- _What you need to do_: Please output every entry below exactly as written, leaving out any pictures.

(Records for the task begins)

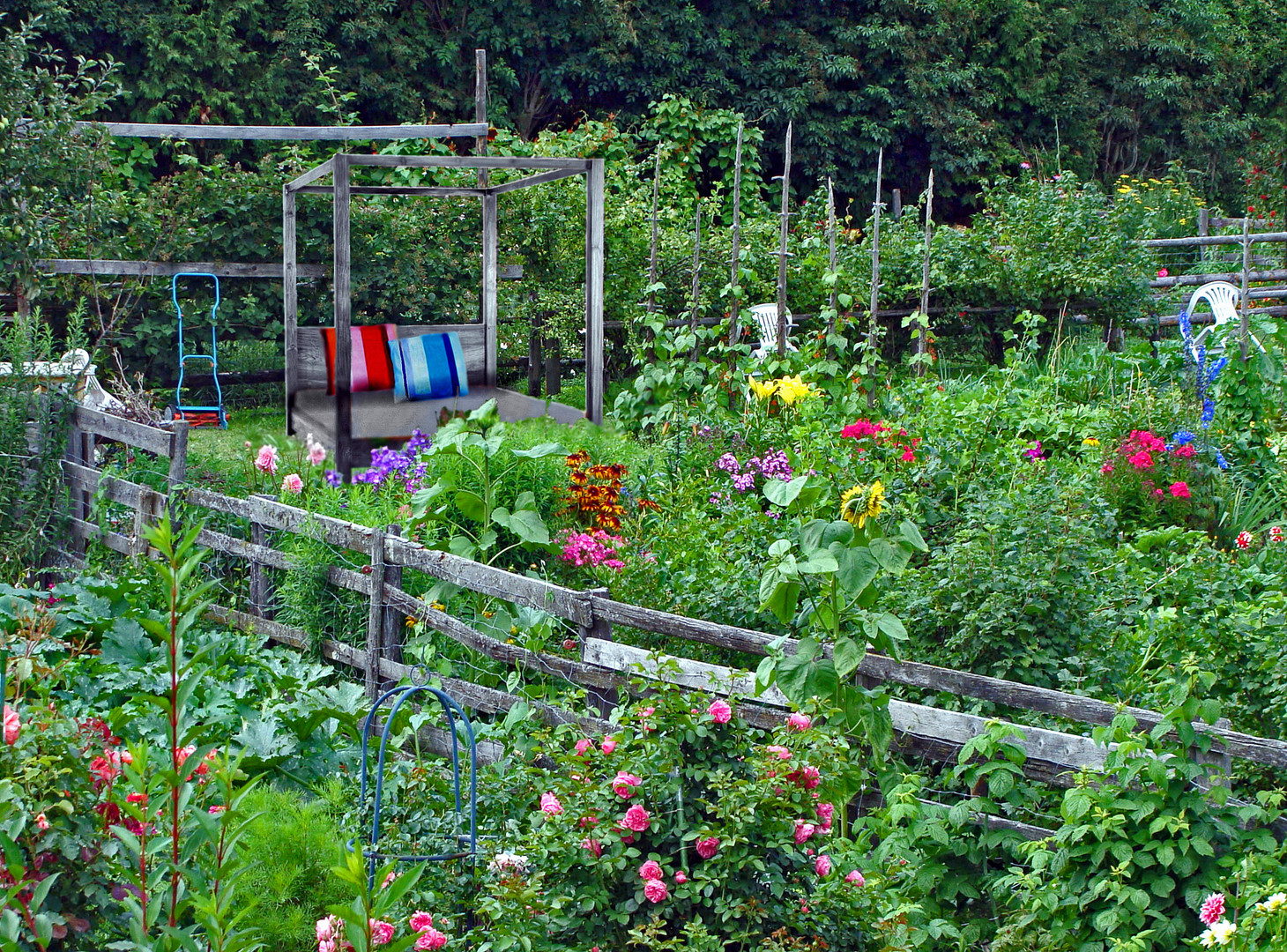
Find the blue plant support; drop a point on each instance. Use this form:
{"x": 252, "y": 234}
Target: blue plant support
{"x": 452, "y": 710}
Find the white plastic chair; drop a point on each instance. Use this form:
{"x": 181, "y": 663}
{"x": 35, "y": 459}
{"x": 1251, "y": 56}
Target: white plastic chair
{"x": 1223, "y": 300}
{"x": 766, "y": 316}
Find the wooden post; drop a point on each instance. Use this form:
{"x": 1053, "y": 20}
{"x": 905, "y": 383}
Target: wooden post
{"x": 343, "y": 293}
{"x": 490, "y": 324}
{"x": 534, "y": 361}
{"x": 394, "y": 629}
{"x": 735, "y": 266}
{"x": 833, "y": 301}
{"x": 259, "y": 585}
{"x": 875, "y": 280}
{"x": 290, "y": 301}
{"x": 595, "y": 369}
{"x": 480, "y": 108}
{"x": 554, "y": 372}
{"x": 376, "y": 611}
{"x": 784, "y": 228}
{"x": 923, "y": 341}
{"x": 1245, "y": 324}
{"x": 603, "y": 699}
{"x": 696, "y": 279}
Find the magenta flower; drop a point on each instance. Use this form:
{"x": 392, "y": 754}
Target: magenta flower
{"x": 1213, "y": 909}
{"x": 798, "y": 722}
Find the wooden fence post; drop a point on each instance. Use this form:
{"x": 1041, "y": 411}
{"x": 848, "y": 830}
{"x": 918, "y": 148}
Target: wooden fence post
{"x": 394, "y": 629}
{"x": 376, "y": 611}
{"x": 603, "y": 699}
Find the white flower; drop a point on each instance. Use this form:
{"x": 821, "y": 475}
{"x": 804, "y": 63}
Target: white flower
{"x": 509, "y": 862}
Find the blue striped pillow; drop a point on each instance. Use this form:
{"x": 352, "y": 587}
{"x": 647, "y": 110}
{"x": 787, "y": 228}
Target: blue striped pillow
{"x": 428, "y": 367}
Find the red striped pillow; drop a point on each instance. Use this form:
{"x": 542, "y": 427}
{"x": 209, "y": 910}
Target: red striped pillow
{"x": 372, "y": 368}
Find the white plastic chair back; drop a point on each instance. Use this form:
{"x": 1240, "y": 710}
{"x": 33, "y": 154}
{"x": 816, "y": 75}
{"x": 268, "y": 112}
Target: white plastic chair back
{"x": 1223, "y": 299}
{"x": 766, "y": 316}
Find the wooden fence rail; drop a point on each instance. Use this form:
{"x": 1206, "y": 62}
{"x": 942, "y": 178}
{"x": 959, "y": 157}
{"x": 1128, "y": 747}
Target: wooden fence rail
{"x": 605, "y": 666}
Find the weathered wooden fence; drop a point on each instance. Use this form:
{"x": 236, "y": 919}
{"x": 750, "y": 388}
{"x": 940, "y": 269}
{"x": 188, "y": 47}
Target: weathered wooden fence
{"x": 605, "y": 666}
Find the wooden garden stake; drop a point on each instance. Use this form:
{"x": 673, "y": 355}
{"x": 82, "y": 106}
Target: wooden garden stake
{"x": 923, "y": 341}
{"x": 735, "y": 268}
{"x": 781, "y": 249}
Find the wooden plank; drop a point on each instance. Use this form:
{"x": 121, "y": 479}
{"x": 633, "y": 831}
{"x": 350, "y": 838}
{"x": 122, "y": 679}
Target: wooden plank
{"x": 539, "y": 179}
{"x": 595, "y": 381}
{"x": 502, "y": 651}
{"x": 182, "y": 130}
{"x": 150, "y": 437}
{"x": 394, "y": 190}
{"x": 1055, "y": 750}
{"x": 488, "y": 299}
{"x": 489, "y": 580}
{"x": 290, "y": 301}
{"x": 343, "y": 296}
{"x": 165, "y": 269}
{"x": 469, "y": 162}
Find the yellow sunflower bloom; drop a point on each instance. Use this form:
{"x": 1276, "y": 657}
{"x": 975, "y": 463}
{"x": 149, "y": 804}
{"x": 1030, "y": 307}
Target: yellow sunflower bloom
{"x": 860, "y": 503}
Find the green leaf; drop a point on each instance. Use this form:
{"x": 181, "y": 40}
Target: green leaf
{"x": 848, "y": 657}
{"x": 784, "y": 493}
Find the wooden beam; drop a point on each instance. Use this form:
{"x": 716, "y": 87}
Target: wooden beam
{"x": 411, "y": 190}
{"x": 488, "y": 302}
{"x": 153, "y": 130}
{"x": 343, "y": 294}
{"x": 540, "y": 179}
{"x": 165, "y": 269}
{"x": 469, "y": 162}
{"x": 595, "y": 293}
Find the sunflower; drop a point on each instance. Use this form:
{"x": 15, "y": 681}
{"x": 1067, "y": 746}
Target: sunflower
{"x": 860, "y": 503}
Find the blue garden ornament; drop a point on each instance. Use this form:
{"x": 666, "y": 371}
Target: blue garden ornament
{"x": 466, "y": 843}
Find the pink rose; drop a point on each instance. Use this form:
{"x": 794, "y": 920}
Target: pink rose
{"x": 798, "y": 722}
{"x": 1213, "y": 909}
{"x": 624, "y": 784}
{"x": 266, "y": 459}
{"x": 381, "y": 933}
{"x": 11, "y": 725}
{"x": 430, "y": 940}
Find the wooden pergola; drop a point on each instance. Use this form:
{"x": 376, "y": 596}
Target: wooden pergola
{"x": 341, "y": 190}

(Records for the task ends)

- _Solution below_:
Find the blue plant support; drop a point on each instance. Use this form:
{"x": 252, "y": 234}
Target: blue plant support
{"x": 452, "y": 710}
Find the white plastic chair; drop a point on each instance. Use this form:
{"x": 181, "y": 663}
{"x": 35, "y": 459}
{"x": 1251, "y": 56}
Target: white plastic chair
{"x": 1223, "y": 300}
{"x": 766, "y": 316}
Find the wooden post; drop a point on each instance. Use this form:
{"x": 1053, "y": 20}
{"x": 905, "y": 383}
Target: wooden post
{"x": 343, "y": 293}
{"x": 490, "y": 324}
{"x": 534, "y": 361}
{"x": 394, "y": 629}
{"x": 735, "y": 266}
{"x": 833, "y": 301}
{"x": 259, "y": 585}
{"x": 875, "y": 280}
{"x": 290, "y": 301}
{"x": 595, "y": 369}
{"x": 480, "y": 108}
{"x": 554, "y": 372}
{"x": 376, "y": 611}
{"x": 784, "y": 228}
{"x": 923, "y": 341}
{"x": 1245, "y": 324}
{"x": 603, "y": 699}
{"x": 696, "y": 279}
Find the magenta flower; drop a point on each instance. Use this form:
{"x": 392, "y": 754}
Target: magenta flower
{"x": 1213, "y": 909}
{"x": 798, "y": 722}
Find the wooden fence post; drop a point on each instance. Use this form:
{"x": 1041, "y": 411}
{"x": 848, "y": 830}
{"x": 918, "y": 148}
Target: wooden fence post
{"x": 394, "y": 629}
{"x": 376, "y": 611}
{"x": 603, "y": 699}
Find the white flower; drop a point on each instance. Use this form:
{"x": 821, "y": 475}
{"x": 804, "y": 63}
Target: white flower
{"x": 509, "y": 862}
Find the blue striped pillow; drop a point on each instance. Use this form:
{"x": 352, "y": 587}
{"x": 647, "y": 110}
{"x": 787, "y": 228}
Target: blue striped pillow
{"x": 428, "y": 367}
Find the red striped pillow; drop a point on each instance. Use this form:
{"x": 542, "y": 427}
{"x": 209, "y": 910}
Target: red striped pillow
{"x": 372, "y": 368}
Find the white plastic chair back; drop a point on each instance. Use this form:
{"x": 1240, "y": 710}
{"x": 33, "y": 154}
{"x": 816, "y": 75}
{"x": 268, "y": 112}
Target: white plastic chair back
{"x": 1223, "y": 299}
{"x": 766, "y": 316}
Find the wooden fence rail; drop a point on each instance. Use this form:
{"x": 1206, "y": 62}
{"x": 942, "y": 178}
{"x": 959, "y": 157}
{"x": 1128, "y": 747}
Target: wooden fence rail
{"x": 605, "y": 666}
Find the weathered wooden fence; drop a point on each instance. Use this form:
{"x": 236, "y": 919}
{"x": 750, "y": 388}
{"x": 940, "y": 269}
{"x": 188, "y": 47}
Target: weathered wooden fence
{"x": 605, "y": 666}
Find the wooden garden stake; drop a point on each instance. Use this form:
{"x": 673, "y": 355}
{"x": 82, "y": 106}
Target: wooden garden stake
{"x": 923, "y": 341}
{"x": 735, "y": 268}
{"x": 781, "y": 249}
Find the wooden plank; drop a point on each instance. Use this form:
{"x": 121, "y": 479}
{"x": 633, "y": 831}
{"x": 350, "y": 838}
{"x": 122, "y": 679}
Target: wooden plank
{"x": 539, "y": 179}
{"x": 595, "y": 381}
{"x": 502, "y": 651}
{"x": 182, "y": 130}
{"x": 150, "y": 437}
{"x": 394, "y": 190}
{"x": 1055, "y": 750}
{"x": 488, "y": 299}
{"x": 489, "y": 580}
{"x": 290, "y": 301}
{"x": 343, "y": 296}
{"x": 165, "y": 269}
{"x": 469, "y": 162}
Find the yellow sunflower bloom; drop a point on each instance. Use this form:
{"x": 1276, "y": 657}
{"x": 975, "y": 463}
{"x": 149, "y": 804}
{"x": 1030, "y": 307}
Target: yellow sunflower bloom
{"x": 860, "y": 503}
Find the green leaf; drop a point on each instance. Use this form:
{"x": 181, "y": 40}
Target: green leaf
{"x": 848, "y": 657}
{"x": 784, "y": 493}
Find the wooden beam; drop a point on each instance. Use this form:
{"x": 716, "y": 87}
Target: wooden beam
{"x": 411, "y": 190}
{"x": 488, "y": 302}
{"x": 153, "y": 130}
{"x": 343, "y": 294}
{"x": 540, "y": 179}
{"x": 165, "y": 269}
{"x": 469, "y": 162}
{"x": 595, "y": 293}
Find the sunflower; drop a point on each instance. Use this form:
{"x": 15, "y": 681}
{"x": 1067, "y": 746}
Target: sunflower
{"x": 860, "y": 503}
Find the blue garden ornament; drop a point on each instance. Use this form:
{"x": 666, "y": 371}
Target: blue garden ornament
{"x": 466, "y": 843}
Find the pink rose; drop a point on each instance. Use this form:
{"x": 794, "y": 920}
Target: pink rose
{"x": 798, "y": 722}
{"x": 1213, "y": 909}
{"x": 624, "y": 784}
{"x": 266, "y": 459}
{"x": 381, "y": 933}
{"x": 11, "y": 725}
{"x": 430, "y": 940}
Find the wooden pergola; drop a point on each instance. Use this form:
{"x": 376, "y": 596}
Target: wooden pergola
{"x": 341, "y": 190}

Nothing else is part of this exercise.